• **WHAT THE TASK REQUIRES**
Quote every line below exactly and skip any picture.

┌──

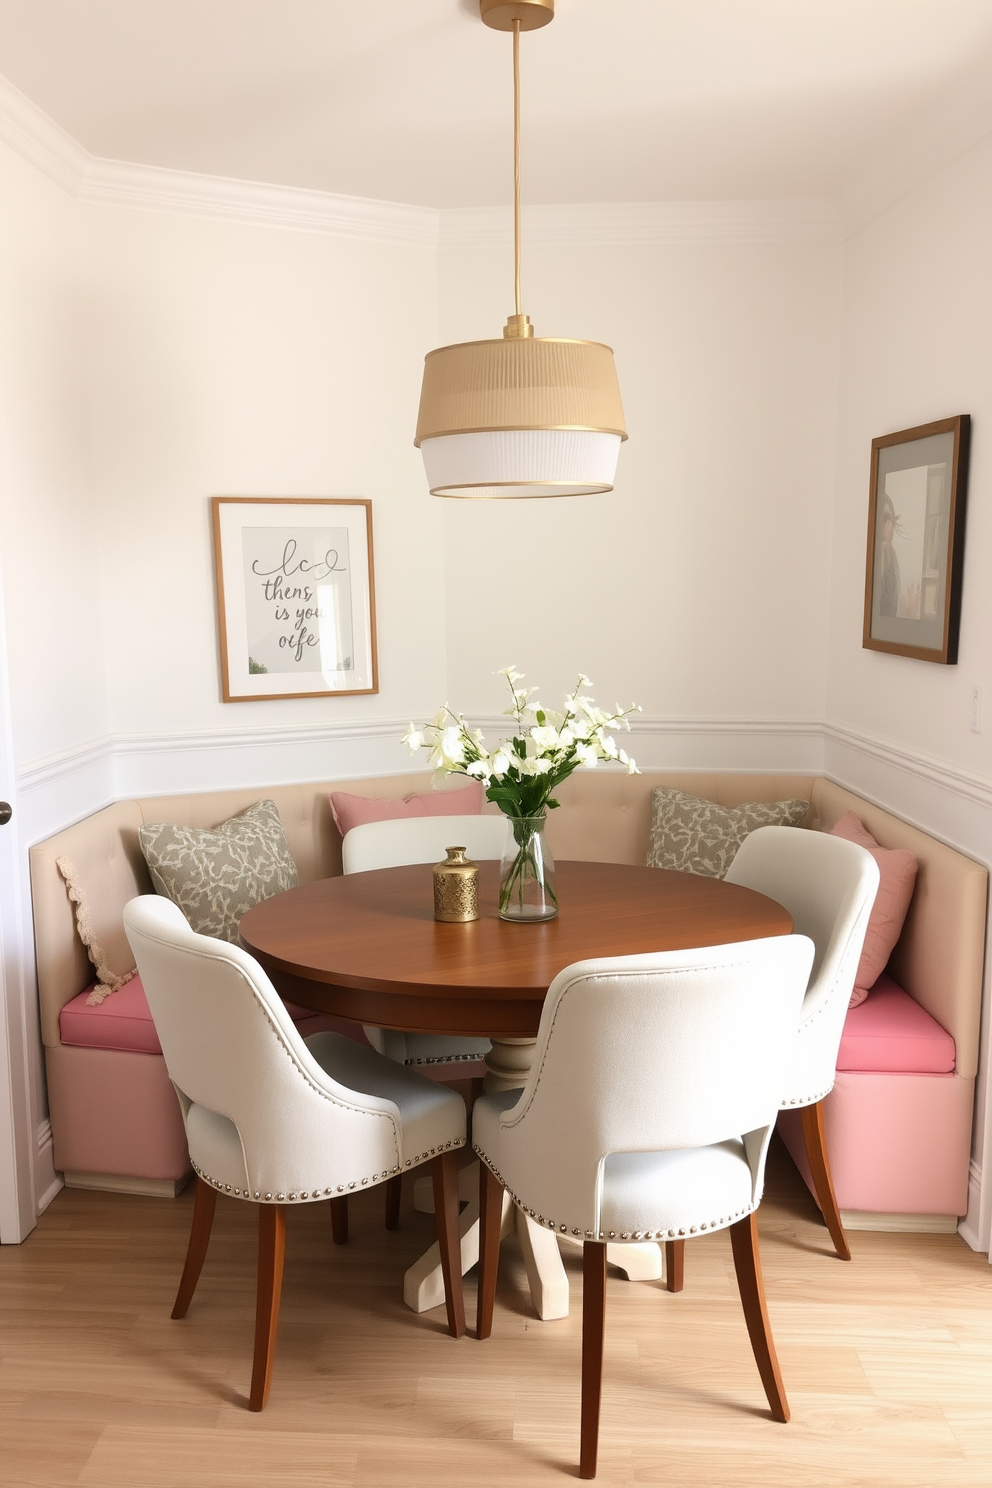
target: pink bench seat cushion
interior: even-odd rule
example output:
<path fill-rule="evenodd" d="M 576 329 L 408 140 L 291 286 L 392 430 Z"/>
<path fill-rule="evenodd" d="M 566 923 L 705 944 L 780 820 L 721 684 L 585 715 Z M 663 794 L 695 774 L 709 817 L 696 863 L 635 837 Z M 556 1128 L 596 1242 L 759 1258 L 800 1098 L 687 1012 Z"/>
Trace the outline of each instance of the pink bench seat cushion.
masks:
<path fill-rule="evenodd" d="M 80 992 L 59 1014 L 63 1044 L 77 1049 L 115 1049 L 123 1054 L 161 1054 L 162 1045 L 139 976 L 132 977 L 95 1007 L 86 1001 L 92 990 L 87 987 Z M 286 1009 L 303 1038 L 331 1030 L 347 1034 L 358 1043 L 367 1042 L 357 1024 L 335 1018 L 331 1013 L 315 1013 L 292 1002 L 287 1002 Z"/>
<path fill-rule="evenodd" d="M 879 1074 L 947 1075 L 954 1040 L 926 1008 L 883 972 L 844 1024 L 838 1070 Z"/>

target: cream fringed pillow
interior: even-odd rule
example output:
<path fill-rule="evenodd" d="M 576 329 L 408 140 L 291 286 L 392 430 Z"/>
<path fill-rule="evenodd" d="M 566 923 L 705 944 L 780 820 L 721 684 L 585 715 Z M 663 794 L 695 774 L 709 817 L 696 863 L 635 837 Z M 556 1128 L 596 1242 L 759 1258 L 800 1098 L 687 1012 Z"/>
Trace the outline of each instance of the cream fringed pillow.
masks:
<path fill-rule="evenodd" d="M 299 874 L 275 801 L 256 801 L 207 831 L 169 822 L 138 828 L 155 892 L 177 904 L 199 935 L 236 943 L 241 916 Z"/>
<path fill-rule="evenodd" d="M 82 885 L 79 882 L 79 873 L 71 858 L 56 858 L 55 866 L 62 875 L 65 883 L 65 891 L 69 896 L 69 903 L 76 912 L 76 928 L 79 938 L 86 947 L 86 954 L 90 958 L 90 965 L 96 972 L 96 983 L 90 988 L 90 995 L 86 999 L 87 1007 L 99 1007 L 102 1002 L 113 992 L 119 992 L 125 983 L 131 981 L 138 975 L 138 969 L 132 966 L 130 971 L 116 972 L 108 964 L 107 953 L 96 938 L 93 928 L 93 917 L 90 907 L 86 902 Z M 128 947 L 130 950 L 130 947 Z"/>
<path fill-rule="evenodd" d="M 797 827 L 808 801 L 747 801 L 718 806 L 685 791 L 657 786 L 651 792 L 649 868 L 673 868 L 723 878 L 744 838 L 758 827 Z"/>

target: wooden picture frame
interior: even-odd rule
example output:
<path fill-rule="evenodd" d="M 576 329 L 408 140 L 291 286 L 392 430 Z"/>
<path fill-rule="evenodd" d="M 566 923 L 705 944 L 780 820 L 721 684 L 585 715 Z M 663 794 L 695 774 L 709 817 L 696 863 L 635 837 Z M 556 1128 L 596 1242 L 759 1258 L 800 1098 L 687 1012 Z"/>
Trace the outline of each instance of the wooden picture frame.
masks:
<path fill-rule="evenodd" d="M 958 659 L 971 419 L 938 419 L 871 442 L 862 646 Z"/>
<path fill-rule="evenodd" d="M 371 501 L 210 505 L 224 702 L 378 692 Z"/>

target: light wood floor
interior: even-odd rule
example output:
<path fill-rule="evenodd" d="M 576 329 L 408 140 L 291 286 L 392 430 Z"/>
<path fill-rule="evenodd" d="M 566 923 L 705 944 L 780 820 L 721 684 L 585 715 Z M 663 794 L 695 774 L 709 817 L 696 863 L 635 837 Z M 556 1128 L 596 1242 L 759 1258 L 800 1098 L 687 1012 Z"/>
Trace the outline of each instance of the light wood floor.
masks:
<path fill-rule="evenodd" d="M 191 1212 L 63 1192 L 0 1251 L 0 1483 L 94 1488 L 553 1484 L 575 1474 L 579 1313 L 540 1323 L 506 1242 L 492 1339 L 417 1317 L 404 1267 L 431 1238 L 381 1194 L 330 1243 L 324 1205 L 295 1210 L 272 1395 L 246 1410 L 254 1211 L 218 1204 L 189 1317 L 170 1321 Z M 686 1287 L 612 1275 L 604 1488 L 989 1488 L 992 1267 L 957 1236 L 853 1234 L 850 1265 L 788 1158 L 761 1211 L 769 1307 L 793 1411 L 769 1417 L 726 1235 L 686 1252 Z M 569 1260 L 575 1304 L 577 1262 Z M 470 1277 L 467 1297 L 474 1306 Z"/>

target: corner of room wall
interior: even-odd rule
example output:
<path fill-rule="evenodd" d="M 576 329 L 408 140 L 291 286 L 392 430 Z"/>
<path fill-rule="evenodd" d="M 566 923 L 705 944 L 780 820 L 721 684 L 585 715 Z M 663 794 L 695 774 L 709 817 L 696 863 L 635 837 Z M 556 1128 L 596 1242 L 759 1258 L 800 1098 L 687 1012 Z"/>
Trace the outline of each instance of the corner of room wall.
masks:
<path fill-rule="evenodd" d="M 828 768 L 852 789 L 992 866 L 992 726 L 973 733 L 971 693 L 992 697 L 992 136 L 864 222 L 844 248 L 826 717 Z M 861 645 L 871 440 L 951 414 L 972 417 L 961 643 L 956 666 Z M 987 968 L 992 957 L 987 955 Z M 989 973 L 976 1105 L 969 1243 L 992 1242 L 981 1184 L 992 1104 Z M 979 1199 L 979 1193 L 982 1197 Z M 978 1208 L 976 1208 L 976 1205 Z"/>

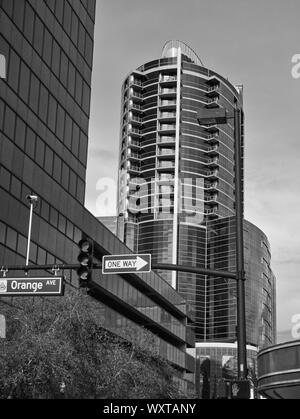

└──

• **RESULT**
target: pink bench seat cushion
interior: even-odd rule
example output:
<path fill-rule="evenodd" d="M 576 329 L 408 140 L 291 286 L 392 430 Z"/>
<path fill-rule="evenodd" d="M 566 923 L 705 944 L 780 820 L 721 684 L 585 715 Z M 663 794 L 695 774 L 709 817 L 696 863 L 635 837 Z M 556 1128 L 596 1242 L 759 1258 L 800 1098 L 687 1012 Z"/>
Trace the outline of each instance of the pink bench seat cushion.
masks:
<path fill-rule="evenodd" d="M 80 992 L 59 1014 L 63 1044 L 77 1049 L 115 1049 L 123 1054 L 161 1054 L 162 1045 L 139 976 L 132 977 L 95 1007 L 86 1001 L 92 990 L 87 987 Z M 286 1009 L 303 1038 L 331 1030 L 347 1034 L 358 1043 L 367 1042 L 357 1024 L 335 1018 L 331 1013 L 315 1013 L 292 1002 L 287 1002 Z"/>
<path fill-rule="evenodd" d="M 879 1074 L 947 1075 L 954 1040 L 926 1008 L 883 972 L 844 1024 L 838 1070 Z"/>

target: cream fringed pillow
interior: even-odd rule
example output:
<path fill-rule="evenodd" d="M 576 329 L 408 140 L 291 286 L 392 430 Z"/>
<path fill-rule="evenodd" d="M 566 923 L 705 944 L 780 820 L 721 684 L 585 715 Z M 663 794 L 695 774 L 709 817 L 696 863 L 635 837 Z M 556 1128 L 596 1242 L 759 1258 L 800 1098 L 687 1012 Z"/>
Trace the outline of each instance of the cream fringed pillow.
masks:
<path fill-rule="evenodd" d="M 299 874 L 275 801 L 256 801 L 207 831 L 169 822 L 138 828 L 155 892 L 177 904 L 199 935 L 236 943 L 241 916 Z"/>
<path fill-rule="evenodd" d="M 82 885 L 79 882 L 79 873 L 71 858 L 56 858 L 55 866 L 62 875 L 65 883 L 65 891 L 69 896 L 69 903 L 76 912 L 76 928 L 79 938 L 86 947 L 86 954 L 90 958 L 90 965 L 96 972 L 96 983 L 90 988 L 90 995 L 86 999 L 87 1007 L 99 1007 L 102 1002 L 113 992 L 119 992 L 125 983 L 131 981 L 138 975 L 138 969 L 132 966 L 130 971 L 116 972 L 108 964 L 107 953 L 96 938 L 93 928 L 93 917 L 90 907 L 86 902 Z M 128 947 L 130 950 L 130 947 Z"/>
<path fill-rule="evenodd" d="M 797 827 L 808 801 L 747 801 L 718 806 L 685 791 L 657 786 L 651 792 L 649 868 L 673 868 L 723 878 L 744 838 L 758 827 Z"/>

target: wooden picture frame
interior: even-odd rule
example output:
<path fill-rule="evenodd" d="M 576 329 L 408 140 L 291 286 L 392 430 Z"/>
<path fill-rule="evenodd" d="M 566 923 L 705 944 L 780 820 L 721 684 L 585 715 Z M 663 794 L 695 774 L 709 817 L 696 863 L 635 837 Z M 556 1128 L 596 1242 L 759 1258 L 800 1098 L 687 1012 Z"/>
Trace the outline of each instance of the wooden picture frame.
masks:
<path fill-rule="evenodd" d="M 958 659 L 971 419 L 938 419 L 871 442 L 862 646 Z"/>
<path fill-rule="evenodd" d="M 371 501 L 210 505 L 224 702 L 378 692 Z"/>

target: light wood floor
interior: even-odd rule
example output:
<path fill-rule="evenodd" d="M 576 329 L 408 140 L 291 286 L 392 430 Z"/>
<path fill-rule="evenodd" d="M 566 923 L 705 944 L 780 820 L 721 684 L 585 715 Z M 663 794 L 695 774 L 709 817 L 696 863 L 635 837 Z M 556 1128 L 596 1242 L 759 1258 L 800 1098 L 687 1012 Z"/>
Trace the outline of each instance of the light wood floor.
masks:
<path fill-rule="evenodd" d="M 191 1212 L 63 1192 L 0 1251 L 0 1483 L 94 1488 L 553 1484 L 575 1474 L 579 1313 L 540 1323 L 506 1242 L 492 1339 L 417 1317 L 404 1267 L 431 1238 L 381 1194 L 330 1243 L 324 1205 L 295 1210 L 272 1395 L 246 1410 L 254 1211 L 218 1204 L 189 1317 L 170 1321 Z M 686 1287 L 612 1275 L 604 1488 L 989 1488 L 992 1267 L 957 1236 L 853 1234 L 850 1265 L 788 1158 L 761 1211 L 769 1307 L 793 1411 L 769 1417 L 726 1235 L 686 1252 Z M 569 1260 L 575 1304 L 577 1262 Z M 470 1277 L 467 1297 L 474 1306 Z"/>

target: corner of room wall
interior: even-odd rule
example output:
<path fill-rule="evenodd" d="M 576 329 L 408 140 L 291 286 L 392 430 Z"/>
<path fill-rule="evenodd" d="M 566 923 L 705 944 L 780 820 L 721 684 L 585 715 Z M 663 794 L 695 774 L 709 817 L 696 863 L 635 837 Z M 556 1128 L 596 1242 L 759 1258 L 800 1098 L 687 1012 Z"/>
Trace the outline of each instance of the corner of room wall.
masks:
<path fill-rule="evenodd" d="M 828 768 L 852 789 L 992 866 L 992 726 L 973 733 L 971 693 L 992 697 L 992 136 L 864 222 L 844 248 L 826 717 Z M 861 645 L 871 440 L 951 414 L 972 417 L 961 643 L 956 666 Z M 987 968 L 992 957 L 987 955 Z M 989 973 L 976 1105 L 969 1243 L 992 1242 L 981 1184 L 992 1104 Z M 979 1199 L 979 1193 L 982 1197 Z M 978 1208 L 976 1208 L 976 1205 Z"/>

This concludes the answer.